╭─ EXERCISE INPUT

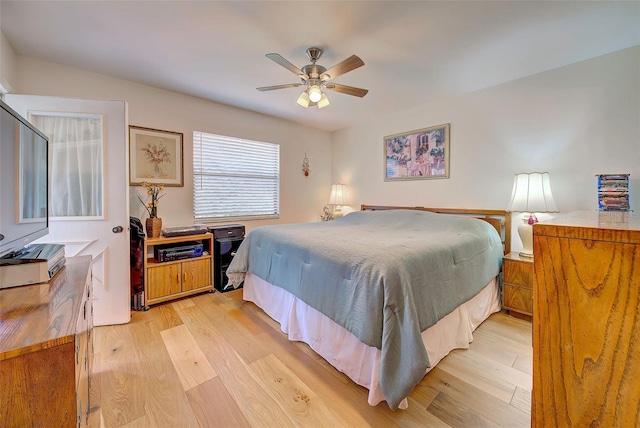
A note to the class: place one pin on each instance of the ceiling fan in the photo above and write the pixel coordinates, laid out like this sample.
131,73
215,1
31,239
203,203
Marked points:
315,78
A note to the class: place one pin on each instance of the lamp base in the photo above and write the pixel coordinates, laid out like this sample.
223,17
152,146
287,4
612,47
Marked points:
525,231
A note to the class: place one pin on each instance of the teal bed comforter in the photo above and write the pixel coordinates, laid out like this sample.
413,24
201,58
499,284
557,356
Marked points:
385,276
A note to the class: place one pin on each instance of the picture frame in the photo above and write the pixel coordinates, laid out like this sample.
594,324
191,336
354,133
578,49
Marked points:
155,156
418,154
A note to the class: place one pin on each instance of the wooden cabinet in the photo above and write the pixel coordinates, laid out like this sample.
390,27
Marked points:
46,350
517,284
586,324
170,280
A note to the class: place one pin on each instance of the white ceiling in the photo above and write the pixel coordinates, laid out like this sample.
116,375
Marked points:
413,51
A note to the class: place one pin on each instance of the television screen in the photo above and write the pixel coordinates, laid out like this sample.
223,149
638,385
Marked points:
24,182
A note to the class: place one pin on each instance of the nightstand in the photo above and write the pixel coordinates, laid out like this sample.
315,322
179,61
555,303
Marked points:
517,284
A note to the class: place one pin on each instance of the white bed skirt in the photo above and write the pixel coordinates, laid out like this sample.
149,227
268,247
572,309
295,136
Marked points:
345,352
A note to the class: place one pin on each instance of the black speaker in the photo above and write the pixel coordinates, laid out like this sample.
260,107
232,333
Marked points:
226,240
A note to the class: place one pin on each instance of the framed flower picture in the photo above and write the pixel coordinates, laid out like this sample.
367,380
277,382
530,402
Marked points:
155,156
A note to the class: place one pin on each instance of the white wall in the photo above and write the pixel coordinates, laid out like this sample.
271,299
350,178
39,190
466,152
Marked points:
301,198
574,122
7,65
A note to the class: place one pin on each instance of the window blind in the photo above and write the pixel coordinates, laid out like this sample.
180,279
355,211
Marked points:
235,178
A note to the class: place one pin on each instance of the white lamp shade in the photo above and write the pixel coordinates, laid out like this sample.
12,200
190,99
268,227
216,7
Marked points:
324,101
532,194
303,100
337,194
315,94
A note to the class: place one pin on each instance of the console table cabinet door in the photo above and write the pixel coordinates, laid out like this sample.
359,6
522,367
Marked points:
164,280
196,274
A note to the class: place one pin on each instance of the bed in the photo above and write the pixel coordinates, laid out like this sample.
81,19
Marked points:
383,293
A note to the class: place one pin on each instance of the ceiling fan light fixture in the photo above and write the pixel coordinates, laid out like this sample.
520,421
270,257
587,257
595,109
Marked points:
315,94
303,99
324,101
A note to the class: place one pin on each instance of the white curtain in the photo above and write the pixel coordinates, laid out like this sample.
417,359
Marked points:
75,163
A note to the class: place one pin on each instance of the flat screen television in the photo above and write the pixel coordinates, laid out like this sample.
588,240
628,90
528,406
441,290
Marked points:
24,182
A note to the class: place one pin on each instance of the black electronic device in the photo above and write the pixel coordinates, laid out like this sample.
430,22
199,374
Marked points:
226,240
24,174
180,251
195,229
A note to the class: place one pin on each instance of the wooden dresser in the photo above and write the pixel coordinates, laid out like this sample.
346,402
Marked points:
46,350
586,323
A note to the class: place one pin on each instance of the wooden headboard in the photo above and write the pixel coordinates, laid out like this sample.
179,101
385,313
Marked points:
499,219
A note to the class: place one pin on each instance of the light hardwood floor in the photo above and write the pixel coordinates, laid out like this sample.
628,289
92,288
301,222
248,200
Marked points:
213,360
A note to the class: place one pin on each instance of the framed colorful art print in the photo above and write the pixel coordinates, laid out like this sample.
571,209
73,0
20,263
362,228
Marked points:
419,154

╰─

_REQUIREMENT:_
Leave the pictures out, and transcribe each of the records exactly.

_CORRECT RESPONSE:_
A note to the class: place one pin on each instance of the ceiling fan in the photo above and write the pixel coordinates, laid out like this sample.
131,73
215,1
31,239
203,203
Marked points:
315,78
A note to the class: place one pin on each instance of the lamp base in the photo above and write the pixel coordinates, laid out like this sample.
223,17
152,146
287,4
612,47
Marked points:
525,231
A note to the class: place one pin on each instance of the teal bed comforter in the photo above and write the pixel coordinates, laid out like this sample.
413,24
201,58
499,284
557,356
Marked points:
385,276
A note to the class: place one pin on each instance of the picture frame in the photo above and write the pixel coordinates, laid out like this sample.
594,324
191,336
354,133
578,49
Marked points:
155,156
418,154
A note to the class: place one pin on each instance of the wooden cabinet in the photo above and write the pixel coordinates, laid out like this sample.
390,27
Marked points:
46,350
517,284
586,324
170,280
A note to the class: place one pin on each instance of the white ceiling in the photo above and write the pixel coordinates, laid out like this sample.
116,375
Marked points:
413,51
A note to the class: place one pin on each instance of the television screen in the photo above and write the pixel coordinates, laid out like this sample.
223,149
638,385
Marked points:
24,182
A note to the class: place one pin on each instance of the nightstand in the photo above and write the pixel coordinates, laid out like this sample.
315,322
179,61
555,303
Marked points:
517,284
A note to the class: place one pin on each instance of the white bed skirt in the photo above and write the pixel coordinates, laid out like this sample.
149,227
268,247
572,309
295,136
Marked points:
345,352
A note to the class: place one pin on each instance of the black speaker in the photo above and write the pixel coordinates, laid out like this sample.
260,107
232,333
Marked points:
226,240
A note to the class: place one pin on each instance of the framed flower picture in the photo above and write the pixel coordinates, laid out like this sample.
367,380
277,382
530,402
Marked points:
155,156
A note to the class: place one pin on each instance of the white wall in the photo above and write the pixel coordinates, laid out like this sample.
271,299
350,178
39,190
466,152
Marked points:
301,198
574,122
7,65
A note to the class: place one pin on each instance of the window blind in the photo above and write the pixel coordinates, laid out like this sample.
180,279
355,211
Marked points:
235,178
A note to the class: place one pin on each instance of the white lamp shade in the photo above and write the pixel coordinates, laid out like this sample.
12,200
190,99
268,227
216,7
Marked points:
324,101
532,194
303,100
337,194
315,94
A note to the class: place one pin on each instance of the console table cabinet door in the photo above and write the pixel coordinates, laid out like this sample.
359,6
522,367
Marked points:
164,280
196,274
A note to the class: place one pin on each instance of the bed in the photo above and write the pixel coordinates, laid out like this sample.
81,19
Marked points:
383,293
A note to the class: place one pin on each instance of the ceiling fan light fixture in the photo above and write the pixel coordinates, laid out like this sample.
520,421
270,257
587,257
595,109
Marked points:
315,94
303,99
324,101
A note to the class: place one pin on each instance of the white curtain in the photo above and write the pixel coordinates, laid out like this sample.
417,359
Marked points:
75,163
A note to the class: place one pin on each instance of the flat screen television in the photo above and write the pixel coordinates, laid out like this sample.
588,240
628,90
528,406
441,290
Marked points:
24,182
A note to the class: place one pin on each instance of the black electronic device in the photo above and write the pixel coordinates, laid out like this sample.
430,22
199,374
Marked points:
226,240
24,174
180,251
195,229
A note to the class: place one pin on each instance of the wooden dresser in the photo above and write the pixel coordinates, laid out like this sample.
346,402
Marked points:
46,350
586,323
A note to the class: place one pin on each instance of the wooden headboard in the photo above and write the pixel coordinates, laid out like this sample.
179,101
385,313
Marked points:
499,219
A note to the class: place one pin on each instance of the light hardwood floor in the photo above and write the pixel coordinates, laid out like this sample.
628,289
92,288
301,222
248,200
Marked points:
213,360
A note to the class: place one pin on each instance of the framed colorful art print in the photo above and write the pixel coordinates, laid out like this sample.
571,209
73,0
20,263
362,228
Marked points:
419,154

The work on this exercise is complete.